*BRONTEKST*.
--
In Italië draaiden de fascisten in de jaren twintig het parlement de nek om.6 Dat liet de Doornse balling steenkoud. Maar dat Mussolini de monarchie van Viktor Emanuel III in stand hield, dat bood een wenkend perspectief. "Ik geloof dat het fascisme ook naar Duitsland zal overwaaien en dat daardoor de monarchie hersteld zal worden", aldus Von Ilsemann. Een geheime politie als in Italië, door de ex-Kaiser op één lijn gesteld met die onder Lenin, was ook wenselijk in Duitsland zodra hij weer op de troon zou zitten.

Rond 1930 werd Finland geconfronteerd met de fascistische Lapua-beweging. Waarom hebben we niet zo'n antibolsjewistische beweging in Pruisen, vroeg hij zich stampvoetend af. De royalistisch fascistische relschopperij in de Franse hoofdstad (1934), de heldendaden van Mussolini in Ethiopië (1935-1936, 'blank tegen zwart') en Hitlers Anschluss van Oostenrijk bij Duitsland (1938), het kreeg allemaal bijval in Doorn.
--
*VERSTREKTE GEGEVENS*.
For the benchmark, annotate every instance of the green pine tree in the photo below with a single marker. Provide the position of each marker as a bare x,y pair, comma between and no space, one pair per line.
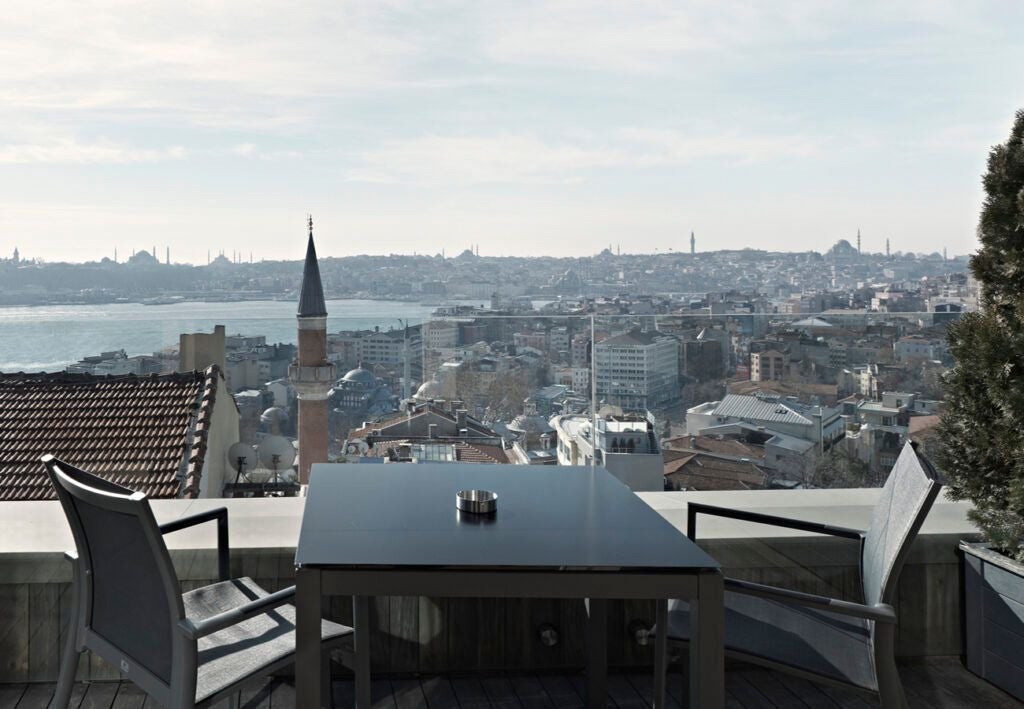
--
*INSTRUCTIES*.
1. Met welke beweging werd Finland rond 1930 geconfronteerd volgens de tekst over de balling in Doorn?
2. Neem uit de tekst over de balling in Doorn letterlijk het gedeelte over dat begint bij "Rond 1930 werd" en doorloopt tot en met "bijval in Doorn.".
3. Ga verder met de tekst over de balling in Doorn, aansluitend op de laatste zin ervan.
Het materiaal speelt hierbij geen enkele rol.

*ANTWOORDEN*.
1. Met de fascistische Lapua-beweging.

2.
Rond 1930 werd Finland geconfronteerd met de fascistische Lapua-beweging. Waarom hebben we niet zo'n antibolsjewistische beweging in Pruisen, vroeg hij zich stampvoetend af. De royalistisch fascistische relschopperij in de Franse hoofdstad (1934), de heldendaden van Mussolini in Ethiopië (1935-1936, 'blank tegen zwart') en Hitlers Anschluss van Oostenrijk bij Duitsland (1938), het kreeg allemaal bijval in Doorn.

3.
Het deed de oude Kaiser bijzonder genoegen dat Engeland wel sputterde, maar niks durfde te ondernemen. Daaraan kon je goed zien, merkte hij op, dat Europa zelf in staat was beslissingen te nemen. De overwinning van de Franco troepen op de wettige regering gaf Wilhelm II geestdriftig met blauwe pijlen aan op een landkaart. Net zoals hij dat had gedaan ten tijde van de Eerste Wereldoorlog; hij was weer helemaal in zijn oude militaristische doen. Hitlers inval in Polen (1939) bood hetzelfde tafereel. De eisen van de Führer met betrekking tot Dantzig en de Corridor, schrijft Von Ilsemann, achtte de keizer aan de gematigde kant. Wilhems 'finest hour' sloeg in 1940 met Hitlers Blitzkrieg in Noordwest Europa. Na de nederlaag van Frankrijk verzond hij op 17 juni van dat jaar vanuit het bezette Nederland een felicitatietelegram aan de Führer die hem daarvoor een week later bedankte.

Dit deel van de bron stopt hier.